◆ WRITTEN REQUEST ◆
Rewrite all the lines below, replacing "Kindly provide" with "Please give" and changing nothing else. Leave the pictures out of your version.
***** DATASET EXTRACT *****
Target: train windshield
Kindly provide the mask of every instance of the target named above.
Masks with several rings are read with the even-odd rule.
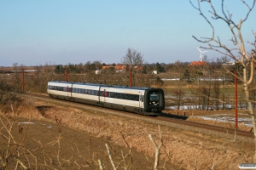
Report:
[[[156,93],[150,94],[150,100],[158,100],[159,99],[159,94]]]

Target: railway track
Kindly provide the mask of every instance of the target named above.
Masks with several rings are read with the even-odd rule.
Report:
*****
◆ RESULT OF THIS TASK ◆
Target: train windshield
Please give the mask of every instance of the target named above.
Masks with several rings are read with the even-odd rule.
Report:
[[[156,93],[150,94],[150,100],[158,100],[159,99],[159,94]]]

Target: railway track
Please give the mask of every instance of the target named above.
Masks with several rings are read with the even-odd rule.
Report:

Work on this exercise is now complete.